**Action à mener**
Selon le texte sur les coquilles marines trouvées à l'intérieur de la terre, quelle épaisseur atteignent souvent les bancs de coquilles ?

**Texte à lire**

═══

SUR LES COQUILLES ET LES AUTRES PRODUCTIONS DE LA MER, QU’ON TROUVE DANS L’INTÉRIEUR DE LA TERRE



J’ai souvent examiné des carrières du haut en bas, dont les bancs étaient remplis de coquilles ; j’ai vu des collines entières qui en sont composées, des chaînes de rochers qui en contiennent une grande quantité dans toute leur étendue. Le volume de ces productions de la mer est étonnant, et le nombre de ces dépouilles d’animaux marins est si prodigieux, qu’il n’est guère possible d’imaginer qu’il puisse y en avoir davantage dans la mer ; c’est en considérant cette multitude innombrable de coquilles et d’autres productions marines, qu’on ne peut pas douter que notre terre n’ait été pendant un très long temps un fond de mer peuplé d’autant de coquillages que l’est actuellement l’océan : la quantité en est immense, et naturellement on n’imaginerait pas qu’il y eût dans la mer une multitude aussi grande de ces animaux ; ce n’est que par celle des coquilles fossiles et pétrifiées qu’on trouve sur la terre, que nous pouvons en avoir une idée. En effet, il ne faut pas croire, comme se l’imaginent tous les gens qui veulent raisonner sur cela sans avoir rien vu, qu’on ne trouve ces coquilles que par hasard, qu’elles sont dispersées çà et là, ou tout au plus par petits tas, comme des coquilles d’huîtres jetées à la porte ; c’est par montagnes qu’on les trouve, c’est par bancs de 100 et de 200 lieues de longueur ; c’est par collines et par provinces qu’il faut les toiser, souvent dans une épaisseur de 50 ou 60 pieds, et c’est d’après ces faits qu’il faut raisonner.

═══

**Données fournies**
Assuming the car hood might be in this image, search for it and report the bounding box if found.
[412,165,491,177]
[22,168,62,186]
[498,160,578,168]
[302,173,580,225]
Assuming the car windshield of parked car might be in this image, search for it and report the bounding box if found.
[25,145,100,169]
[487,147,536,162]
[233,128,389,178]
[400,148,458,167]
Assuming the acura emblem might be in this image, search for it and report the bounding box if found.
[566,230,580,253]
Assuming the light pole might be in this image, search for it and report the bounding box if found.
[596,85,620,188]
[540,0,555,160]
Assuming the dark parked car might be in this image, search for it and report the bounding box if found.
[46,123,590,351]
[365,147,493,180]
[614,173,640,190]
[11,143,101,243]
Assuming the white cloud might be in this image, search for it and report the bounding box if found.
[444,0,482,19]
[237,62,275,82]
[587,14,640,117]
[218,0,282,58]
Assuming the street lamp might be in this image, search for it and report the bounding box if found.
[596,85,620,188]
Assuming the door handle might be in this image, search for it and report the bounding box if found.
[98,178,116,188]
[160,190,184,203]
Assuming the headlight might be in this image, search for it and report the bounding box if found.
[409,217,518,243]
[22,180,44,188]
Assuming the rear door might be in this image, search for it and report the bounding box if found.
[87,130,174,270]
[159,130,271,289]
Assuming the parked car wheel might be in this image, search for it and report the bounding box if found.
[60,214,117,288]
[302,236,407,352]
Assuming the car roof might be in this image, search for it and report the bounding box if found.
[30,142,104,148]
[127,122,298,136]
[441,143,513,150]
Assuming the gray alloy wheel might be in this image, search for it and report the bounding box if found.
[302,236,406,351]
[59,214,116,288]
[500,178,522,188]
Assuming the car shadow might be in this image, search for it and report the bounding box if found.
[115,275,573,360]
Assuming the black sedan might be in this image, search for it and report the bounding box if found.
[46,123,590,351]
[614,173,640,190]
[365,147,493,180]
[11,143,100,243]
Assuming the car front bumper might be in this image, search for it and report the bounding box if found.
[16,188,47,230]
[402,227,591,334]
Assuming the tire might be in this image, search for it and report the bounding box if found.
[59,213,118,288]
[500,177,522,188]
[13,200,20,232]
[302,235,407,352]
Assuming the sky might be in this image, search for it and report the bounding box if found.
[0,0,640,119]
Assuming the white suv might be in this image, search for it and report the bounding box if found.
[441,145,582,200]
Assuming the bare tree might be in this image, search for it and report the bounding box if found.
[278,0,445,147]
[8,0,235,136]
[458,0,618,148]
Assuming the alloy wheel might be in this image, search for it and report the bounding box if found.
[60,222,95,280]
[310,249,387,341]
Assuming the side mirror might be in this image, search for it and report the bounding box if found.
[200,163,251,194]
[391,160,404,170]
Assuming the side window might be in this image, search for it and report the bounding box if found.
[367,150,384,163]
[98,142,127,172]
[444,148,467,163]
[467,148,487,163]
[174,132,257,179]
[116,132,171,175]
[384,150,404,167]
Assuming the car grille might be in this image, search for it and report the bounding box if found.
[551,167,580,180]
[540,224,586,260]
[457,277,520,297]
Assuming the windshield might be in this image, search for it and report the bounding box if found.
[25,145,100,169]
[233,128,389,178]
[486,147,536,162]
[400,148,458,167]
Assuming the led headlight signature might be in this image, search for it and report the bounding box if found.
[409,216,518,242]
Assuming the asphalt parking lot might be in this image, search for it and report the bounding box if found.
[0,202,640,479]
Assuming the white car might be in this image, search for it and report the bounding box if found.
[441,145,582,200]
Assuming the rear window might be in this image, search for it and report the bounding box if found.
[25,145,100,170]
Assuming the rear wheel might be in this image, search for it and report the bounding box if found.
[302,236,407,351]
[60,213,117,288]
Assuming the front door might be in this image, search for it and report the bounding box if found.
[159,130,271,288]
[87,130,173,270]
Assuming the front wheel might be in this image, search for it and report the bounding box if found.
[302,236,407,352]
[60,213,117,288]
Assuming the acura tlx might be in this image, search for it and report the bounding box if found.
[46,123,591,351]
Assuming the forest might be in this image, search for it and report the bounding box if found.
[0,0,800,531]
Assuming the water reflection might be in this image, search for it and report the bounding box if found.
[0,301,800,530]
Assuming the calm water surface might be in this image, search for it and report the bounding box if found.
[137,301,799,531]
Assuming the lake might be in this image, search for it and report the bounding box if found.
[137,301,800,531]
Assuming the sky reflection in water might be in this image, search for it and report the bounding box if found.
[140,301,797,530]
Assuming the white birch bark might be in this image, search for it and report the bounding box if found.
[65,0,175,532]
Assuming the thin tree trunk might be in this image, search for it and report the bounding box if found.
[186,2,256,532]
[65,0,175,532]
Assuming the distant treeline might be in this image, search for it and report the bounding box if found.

═══

**Résultat obtenu**
Souvent 50 ou 60 pieds.